* _Text section_

================

If you’re running from a fresh Colab session, upload `raw.parquet` or mount Drive.

In [2]:
DEFAULT_PARQUET_CANDIDATES = [
    "/content/artefacts/raw.parquet",
    "/content/raw.parquet",
    "/content/data/raw.parquet",
]

ARTEFACT_DIR = Path("/content/artefacts")
ARTEFACT_DIR.mkdir(parents=True, exist_ok=True)

def find_raw_parquet(candidates=DEFAULT_PARQUET_CANDIDATES) -> Path:
    for p in candidates:
        if Path(p).exists():
            return Path(p)
    hits = list(Path("/content").rglob("raw.parquet"))
    if hits:
        return hits[0]
    raise FileNotFoundError(
        "Could not find raw.parquet. Upload it (Files pane) or mount Drive and set RAW_PARQUET_PATH."
    )

RAW_PARQUET_PATH = find_raw_parquet()
RAW_PARQUET_PATH


PosixPath('/content/raw.parquet')

In [3]:
# Optional upload (uncomment if needed)
# from google.colab import files
# uploaded = files.upload()
# RAW_PARQUET_PATH = Path(next(iter(uploaded.keys())))
# RAW_PARQUET_PATH


In [4]:
df = pd.read_parquet(RAW_PARQUET_PATH, engine="pyarrow")
print("Rows:", len(df), "Cols:", df.shape[1])
df.head(3)


Rows: 76800 Cols: 36


Unnamed: 0,id,date,author,title,text,comment_on,type,score,upvote_ratio,url,...,date_dt,selftext,text_all,text_len,month,week,is_submission,is_comment,is_reply,author_hash
0,1gt7gx8,11-17-2024 06:24:46,,Dating in the West in 2024,,,Submission,6171,0.96,https://i.redd.it/8vwl3xqxne1e1.jpeg,...,2024-11-17 06:24:46,,Dating in the West in 2024,27,2024-11,2024-11-11/2024-11-17,True,False,False,
1,1i5zk4y,01-20-2025 20:04:50,IamDreamzzz,men with an asian wife seeing a latina up close,,,Submission,4324,0.93,https://i.redd.it/ph5kyu3lg7ee1.jpeg,...,2025-01-20 20:04:50,,men with an asian wife seeing a latina up close,48,2025-01,2025-01-20/2025-01-26,True,False,False,c8febdf20a50dfcfe675d1542f69dbac5cd523e4d32848...
2,1ktcez8,05-23-2025 06:07:41,VdelaM,Interesting thing to think about,,,Submission,3646,0.92,https://i.redd.it/e8sfwemc3h2f1.jpeg,...,2025-05-23 06:07:41,,Interesting thing to think about,33,2025-05,2025-05-19/2025-05-25,True,False,False,260ea31d86958a47e0a69608522741ee3e681937de9e52...


## 2) Minimal column checks and normalisation

In [5]:
required = ["id","comment_on","type","date_dt","author_hash"]
missing = [c for c in required if c not in df.columns]
if missing:
    raise ValueError(f"Missing required columns: {missing}")

# normalise string dtypes
for c in ["id","comment_on","type","author_hash","month","cluster_label","language"]:
    if c in df.columns:
        df[c] = df[c].astype("string")

================

Rewrite the stretch of the Colab notebook text from "PosixPath('/content/raw.parquet')" through "RAW_PARQUET_PATH = Path(next(iter(uploaded.keys())))", changing every "uploaded" to "chosen".

* _Recorded information_
================

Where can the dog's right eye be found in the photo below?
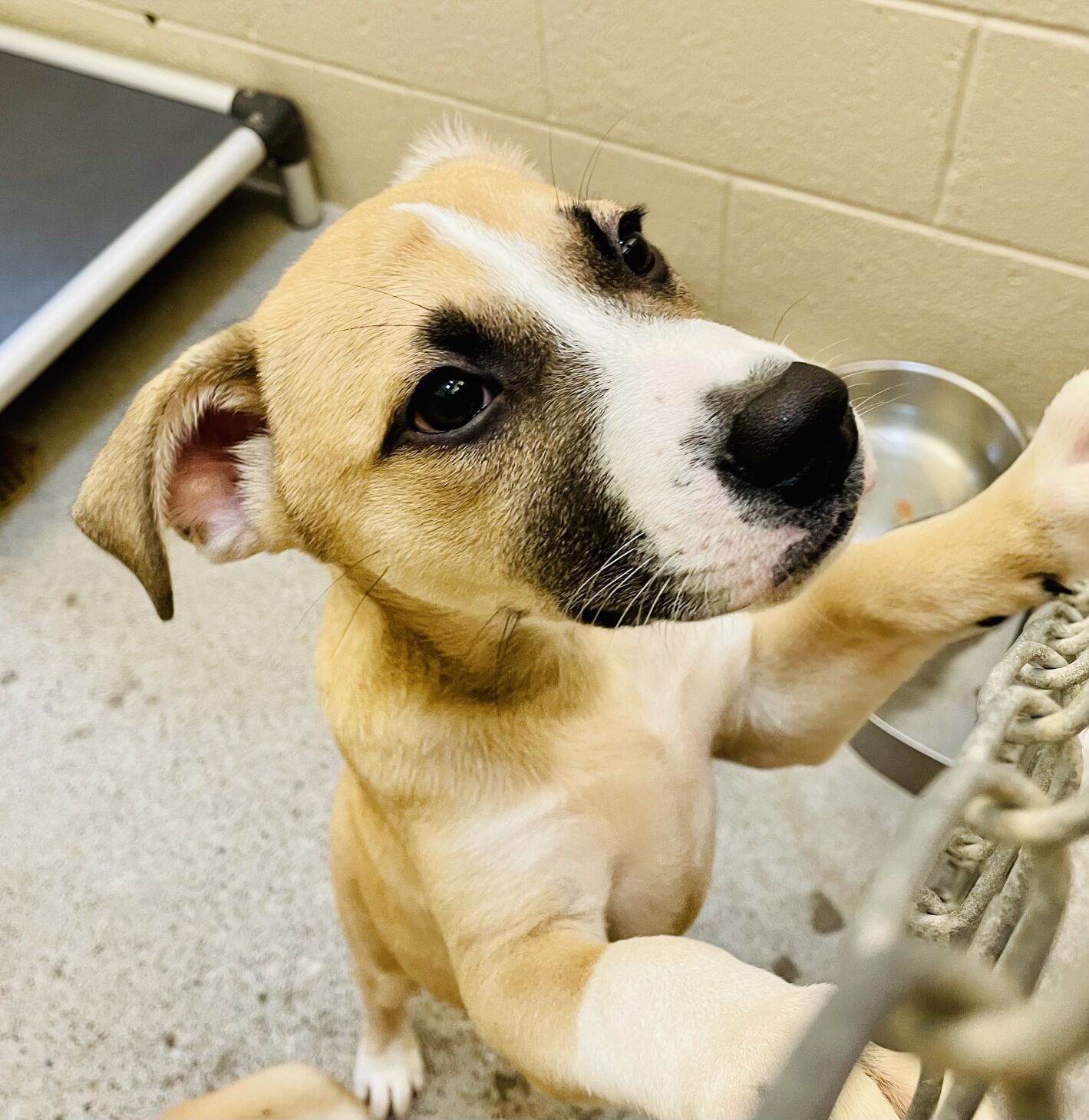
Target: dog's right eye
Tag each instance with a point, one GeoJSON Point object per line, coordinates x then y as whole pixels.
{"type": "Point", "coordinates": [448, 399]}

================

* _Answer to this problem_
PosixPath('/content/raw.parquet')

In [3]:
# Optional upload (uncomment if needed)
# from google.colab import files
# chosen = files.upload()
# RAW_PARQUET_PATH = Path(next(iter(chosen.keys())))